◆ DATA SECTION ◆
-- START --
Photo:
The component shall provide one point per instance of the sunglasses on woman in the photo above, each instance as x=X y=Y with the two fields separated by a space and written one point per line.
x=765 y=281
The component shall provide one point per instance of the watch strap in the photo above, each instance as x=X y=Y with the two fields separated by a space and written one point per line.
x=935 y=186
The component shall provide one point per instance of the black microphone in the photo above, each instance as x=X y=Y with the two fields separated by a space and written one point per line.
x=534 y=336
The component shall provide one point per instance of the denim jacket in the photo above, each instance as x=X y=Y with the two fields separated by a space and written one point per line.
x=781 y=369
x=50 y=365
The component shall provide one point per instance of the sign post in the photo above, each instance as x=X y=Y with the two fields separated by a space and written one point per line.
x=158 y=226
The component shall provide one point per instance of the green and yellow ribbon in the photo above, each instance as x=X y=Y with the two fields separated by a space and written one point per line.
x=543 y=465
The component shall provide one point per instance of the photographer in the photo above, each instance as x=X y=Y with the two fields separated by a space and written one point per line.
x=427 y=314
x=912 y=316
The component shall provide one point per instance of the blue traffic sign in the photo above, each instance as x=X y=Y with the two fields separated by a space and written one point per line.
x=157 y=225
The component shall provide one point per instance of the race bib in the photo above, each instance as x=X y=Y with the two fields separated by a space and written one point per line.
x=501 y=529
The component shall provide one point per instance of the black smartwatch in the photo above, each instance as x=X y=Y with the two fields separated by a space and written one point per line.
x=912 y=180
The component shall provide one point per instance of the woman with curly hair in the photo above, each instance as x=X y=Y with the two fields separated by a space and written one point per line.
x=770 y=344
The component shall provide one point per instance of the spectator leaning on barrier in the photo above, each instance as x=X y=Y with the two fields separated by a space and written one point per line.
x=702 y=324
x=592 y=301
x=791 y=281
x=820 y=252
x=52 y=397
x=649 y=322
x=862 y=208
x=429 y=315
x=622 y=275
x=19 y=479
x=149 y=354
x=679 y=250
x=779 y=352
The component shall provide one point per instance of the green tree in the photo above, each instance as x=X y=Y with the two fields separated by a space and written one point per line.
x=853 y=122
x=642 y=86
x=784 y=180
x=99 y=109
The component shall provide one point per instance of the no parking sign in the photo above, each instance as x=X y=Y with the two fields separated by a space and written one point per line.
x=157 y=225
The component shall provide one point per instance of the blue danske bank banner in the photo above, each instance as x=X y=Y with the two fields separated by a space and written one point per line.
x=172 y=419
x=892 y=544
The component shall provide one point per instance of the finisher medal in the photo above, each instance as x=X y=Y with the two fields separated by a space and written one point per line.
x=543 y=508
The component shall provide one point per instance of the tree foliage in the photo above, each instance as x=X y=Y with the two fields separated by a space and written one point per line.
-- END --
◆ WORK REQUIRED ◆
Write out all of the material above again, word for word, changing nothing.

◆ RESPONSE FOR THIS EXERCISE ◆
Photo:
The component shall provide one point per instance of the sunglasses on woman in the photo above, each instance as x=X y=Y with the two fields separated by a space and written one point per line.
x=765 y=281
The component shall provide one point per instance of the watch strap in the photo above, each instance as x=X y=Y with the two fields separated by a space and written one point per line.
x=935 y=186
The component shall provide one point per instance of the black microphone in the photo above, each instance as x=X y=Y with the two fields separated by a space and written one point per line.
x=534 y=336
The component shall provide one point per instance of the denim jacket in the photo above, each instance as x=X y=Y with the two fields separated by a space and written one point per line.
x=781 y=369
x=50 y=365
The component shall provide one point per instance of the sign post in the photo above, each instance as x=X y=Y with the two fields separated by a space and written one point per line.
x=158 y=226
The component shall provide one point per instance of the green and yellow ribbon in the photo above, each instance as x=X y=Y with the two fields separated by a space and written one point per line.
x=543 y=465
The component shall provide one point per instance of the photographer in the photo above, each instance as x=X y=Y with the two fields separated by a space and written one point per line.
x=427 y=314
x=912 y=316
The component shall provide one point per instance of the blue traffic sign in the photo above, each instance as x=X y=Y with the two fields separated by a space and written one point per line.
x=157 y=225
The component shall provide one point per instance of the race bib in the photo above, each instance as x=X y=Y with the two fields separated by a space and written one point per line.
x=501 y=529
The component shall provide one point per instance of the black smartwatch in the photo above, each instance as x=X y=Y with the two fields separated by a space and written one point per line.
x=912 y=180
The component shall provide one point per instance of the woman with curly hair in the photo above, each instance as x=X y=Y with the two fields separated by a space and written one point per line.
x=770 y=344
The component shall provide one point per instance of the spectator leaning on barrier in the photo above, each instance as x=X y=Y with the two fields separated by a space and written one point per line.
x=702 y=324
x=592 y=301
x=791 y=281
x=820 y=252
x=52 y=397
x=649 y=322
x=862 y=208
x=429 y=315
x=622 y=275
x=19 y=479
x=149 y=354
x=679 y=250
x=779 y=352
The component shall provide one point per instance of the green tree in the photo above, each instance as x=X y=Y with the two fields separated by a space and written one point per line.
x=853 y=122
x=642 y=86
x=784 y=180
x=99 y=109
The component shall provide one point per instance of the no parking sign in the photo above, each instance as x=X y=Y with the two fields separated by a space and written one point per line.
x=157 y=225
The component shall provide one point per instance of the blue danske bank banner in the photo above, each instance as x=X y=Y with the two fields separated by a space and written one point per line.
x=172 y=419
x=892 y=544
The component shall provide one point per instance of the finisher medal in the photo above, each instance as x=X y=Y with the two fields separated by a space and written one point per line.
x=543 y=508
The component shall provide one point per instance of the tree foliage in the photo above, each instance as x=X y=Y with the two fields separated by a space and written one point per line.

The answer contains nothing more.